**READING PASSAGE**
Finally, alongside the book, I’m also launching a couple of courses (online and in-person). So, as you can see, my hands are somewhat tired from all this typing!
I couldn’t write this week without mentioning Facebook & Co’s new digital currency — Libra. It’s not bitcoin. It’s also not Venmo. It’s more like an attempt at the internet-age US dollar.
Probably worth making a distinction — the digital currency is called Libra. And Facebook’s wallet is called Calibra.
For Libra, the backers include a pretty staggering roster of heavyweights in venture capital, tech, and the nonprofit world: Mastercard, Visa, Uber, Lyft, Spotify, eBay, PayPal, Union Square Ventures, and Andreessen Horowitz, to name a few. Be sure to read through the whitepaper on their website.
Calibra, a newly formed Facebook subsidiary whose goal is to provide financial services that will let people access and participate in the Libra network. The first product Calibra will introduce is a digital wallet for Libra. The wallet will be available in Messenger, WhatsApp and as a standalone app — and they expect to launch in 2020
I went out on bought Calibra.fyi which I may use to publish another newsletter focused on the digital currency on the run up to its launch.
This news has already shaken regulators in Europe and lit up cryptocurrency subreddits, and will likely be the subject of months of commentary from financial analysts and the various watchdogs currently thinking about the scale of Facebook’s global power.
Slack goes public 📬
Slack got off to a promising start, with a smooth direct listing which had the company ending the week with a $19.8 billion market cap.
It’s only the second direct listing from a major tech company.

**RECORDS PROVIDED**
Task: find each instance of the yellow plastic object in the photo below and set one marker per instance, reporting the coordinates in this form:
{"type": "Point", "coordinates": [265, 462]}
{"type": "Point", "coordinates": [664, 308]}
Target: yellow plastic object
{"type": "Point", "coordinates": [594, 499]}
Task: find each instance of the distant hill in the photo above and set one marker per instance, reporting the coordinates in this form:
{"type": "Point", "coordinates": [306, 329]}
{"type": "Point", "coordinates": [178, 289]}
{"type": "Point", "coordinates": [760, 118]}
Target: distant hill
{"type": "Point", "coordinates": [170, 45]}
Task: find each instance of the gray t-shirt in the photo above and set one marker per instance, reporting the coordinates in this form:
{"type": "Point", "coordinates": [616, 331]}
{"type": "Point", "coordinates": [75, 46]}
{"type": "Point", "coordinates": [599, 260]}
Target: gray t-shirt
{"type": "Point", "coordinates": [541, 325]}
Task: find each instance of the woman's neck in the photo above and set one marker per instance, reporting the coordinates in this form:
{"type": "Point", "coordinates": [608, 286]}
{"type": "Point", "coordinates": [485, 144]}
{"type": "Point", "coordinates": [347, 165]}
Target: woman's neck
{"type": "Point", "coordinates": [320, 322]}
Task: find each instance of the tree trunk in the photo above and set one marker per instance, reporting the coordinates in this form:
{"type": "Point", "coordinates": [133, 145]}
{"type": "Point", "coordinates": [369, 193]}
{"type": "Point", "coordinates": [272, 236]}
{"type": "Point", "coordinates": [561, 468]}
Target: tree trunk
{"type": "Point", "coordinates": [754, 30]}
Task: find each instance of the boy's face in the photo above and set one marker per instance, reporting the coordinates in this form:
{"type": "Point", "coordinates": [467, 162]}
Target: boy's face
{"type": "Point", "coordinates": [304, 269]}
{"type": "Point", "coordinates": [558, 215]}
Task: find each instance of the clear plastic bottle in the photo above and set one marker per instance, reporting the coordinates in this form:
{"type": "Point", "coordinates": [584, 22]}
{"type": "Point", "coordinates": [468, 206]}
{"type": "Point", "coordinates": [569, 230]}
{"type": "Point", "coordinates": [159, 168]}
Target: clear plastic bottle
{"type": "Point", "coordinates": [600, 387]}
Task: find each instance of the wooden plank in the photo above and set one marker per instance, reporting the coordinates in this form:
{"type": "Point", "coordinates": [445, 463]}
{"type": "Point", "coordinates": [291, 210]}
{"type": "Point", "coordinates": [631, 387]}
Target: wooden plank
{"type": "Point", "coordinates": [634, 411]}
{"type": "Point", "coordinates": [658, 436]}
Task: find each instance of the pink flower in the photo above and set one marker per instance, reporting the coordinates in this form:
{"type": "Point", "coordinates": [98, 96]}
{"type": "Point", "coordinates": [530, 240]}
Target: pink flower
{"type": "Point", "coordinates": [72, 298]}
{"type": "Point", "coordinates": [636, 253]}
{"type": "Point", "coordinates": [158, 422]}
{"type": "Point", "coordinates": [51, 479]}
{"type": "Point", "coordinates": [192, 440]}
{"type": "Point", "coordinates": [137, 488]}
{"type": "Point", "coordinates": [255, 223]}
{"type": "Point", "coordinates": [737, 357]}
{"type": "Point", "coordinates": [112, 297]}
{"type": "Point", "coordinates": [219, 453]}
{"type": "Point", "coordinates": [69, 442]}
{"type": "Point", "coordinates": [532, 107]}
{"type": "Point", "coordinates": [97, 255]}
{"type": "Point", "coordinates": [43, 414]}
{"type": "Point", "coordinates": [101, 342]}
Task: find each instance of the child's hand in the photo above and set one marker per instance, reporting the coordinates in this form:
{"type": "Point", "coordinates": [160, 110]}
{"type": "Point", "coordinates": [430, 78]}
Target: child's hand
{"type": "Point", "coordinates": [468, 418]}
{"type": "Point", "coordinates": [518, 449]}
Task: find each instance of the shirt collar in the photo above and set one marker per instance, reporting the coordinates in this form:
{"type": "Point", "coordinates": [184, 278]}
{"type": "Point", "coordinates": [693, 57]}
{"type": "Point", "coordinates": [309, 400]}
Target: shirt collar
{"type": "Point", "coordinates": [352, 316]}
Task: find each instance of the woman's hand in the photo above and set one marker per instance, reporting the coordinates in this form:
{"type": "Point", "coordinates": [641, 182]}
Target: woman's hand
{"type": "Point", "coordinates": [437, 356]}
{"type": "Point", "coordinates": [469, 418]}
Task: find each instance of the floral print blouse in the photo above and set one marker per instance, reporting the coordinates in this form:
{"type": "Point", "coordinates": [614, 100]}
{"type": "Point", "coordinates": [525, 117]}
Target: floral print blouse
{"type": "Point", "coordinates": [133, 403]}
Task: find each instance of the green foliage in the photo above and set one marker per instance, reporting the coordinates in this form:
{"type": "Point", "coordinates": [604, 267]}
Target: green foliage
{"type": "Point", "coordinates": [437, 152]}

**TASK TO COMPLETE**
In the newsletter excerpt on Libra, which three places will the Calibra wallet be available?

**ANSWER FOR THE TASK**
Messenger, WhatsApp, and a standalone app.